REQUIRED ACTIONS
- A) Translate this sentence from the comment thread into French: "There is no way I can accept that."
- B) Go on with the comment thread about the write-up, starting after its last comment.
----- SOURCE DOCUMENT -----
The answer to your question is MEN. The fact that the Vagina can be a source of weakness to the penis, which therefore makes it a source of weakness to us. Nice write up though. I haven't heard before \”don't moan when he is pleasing you\”. There is no way I can accept that. Moaning is the recognition that you are on the right track. If we they are worried about the neighbors then I would tell her when to shush it and when to bring the house down.

Kolade Balogun
6 years ago

wetin I wan talk put for this matter now…becos if I talk, wahala go shele Ooooooo 😀 😀 😀

yimmie
6 years ago

lol

Ifeoluwa Ndububa
6 years ago

Powerful sister. Deep, forbidden truth. As the deep as the ~

Seyi omotunde
5 years ago

And for those of you who want a career in medicine you would know more as you progress academically. Damn! such a good write up.I would suggest you take a trip to vagina town on your own and not when you are inviting a second body inside, call it by its name. Good night.
----- RECORDS -----
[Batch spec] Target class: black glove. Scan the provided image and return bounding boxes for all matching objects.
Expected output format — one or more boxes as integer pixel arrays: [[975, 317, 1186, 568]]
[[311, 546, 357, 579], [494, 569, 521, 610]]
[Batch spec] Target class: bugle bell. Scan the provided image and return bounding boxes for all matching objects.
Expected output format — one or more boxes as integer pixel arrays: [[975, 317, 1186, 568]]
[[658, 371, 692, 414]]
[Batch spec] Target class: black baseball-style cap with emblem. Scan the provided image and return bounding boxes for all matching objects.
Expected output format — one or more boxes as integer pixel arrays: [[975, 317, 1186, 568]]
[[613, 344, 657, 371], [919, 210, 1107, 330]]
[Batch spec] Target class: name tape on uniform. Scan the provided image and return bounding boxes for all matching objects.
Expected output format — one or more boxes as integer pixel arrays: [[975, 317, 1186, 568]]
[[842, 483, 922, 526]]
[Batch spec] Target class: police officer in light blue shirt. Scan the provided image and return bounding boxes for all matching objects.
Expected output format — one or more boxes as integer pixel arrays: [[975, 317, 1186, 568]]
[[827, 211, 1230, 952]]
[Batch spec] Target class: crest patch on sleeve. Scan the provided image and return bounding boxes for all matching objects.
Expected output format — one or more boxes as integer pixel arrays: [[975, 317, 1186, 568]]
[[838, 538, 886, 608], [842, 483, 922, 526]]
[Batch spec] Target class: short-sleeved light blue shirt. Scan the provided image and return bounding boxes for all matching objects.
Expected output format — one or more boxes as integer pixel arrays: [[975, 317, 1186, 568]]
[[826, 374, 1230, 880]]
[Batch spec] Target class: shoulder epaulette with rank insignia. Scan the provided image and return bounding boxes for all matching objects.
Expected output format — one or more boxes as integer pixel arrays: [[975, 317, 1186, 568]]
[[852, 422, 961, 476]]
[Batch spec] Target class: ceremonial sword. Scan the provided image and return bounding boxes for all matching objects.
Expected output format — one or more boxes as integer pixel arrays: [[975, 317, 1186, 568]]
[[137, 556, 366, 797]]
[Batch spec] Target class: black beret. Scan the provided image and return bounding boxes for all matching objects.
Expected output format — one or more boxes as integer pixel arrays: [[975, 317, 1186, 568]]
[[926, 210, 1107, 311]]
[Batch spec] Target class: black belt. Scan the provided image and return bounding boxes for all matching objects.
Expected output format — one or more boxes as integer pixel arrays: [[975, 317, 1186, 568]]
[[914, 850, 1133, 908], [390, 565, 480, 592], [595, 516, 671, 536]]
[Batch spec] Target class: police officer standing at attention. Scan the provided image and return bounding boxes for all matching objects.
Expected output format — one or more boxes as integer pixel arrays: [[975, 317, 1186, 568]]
-----
RESPONSES FOR EACH TASK
- A) Il m'est impossible d'accepter cela.

- B)
iamatabo
5 years ago

(Please don't let my parents see my comment. Lol) – First, Ladies should understand, no one can know your body more than you, hence, no one can please you if you don't understand where your pleasure spots are. Unfortunately, ladies shy out from being vocal when it's time to \”party\” – Guys ain't magicians. What a guy does to one lady and she enjoys, doing it for another girl may not work – So yeah, ladies should understand their body (not just Vagina) and be vocal when it's time to use it.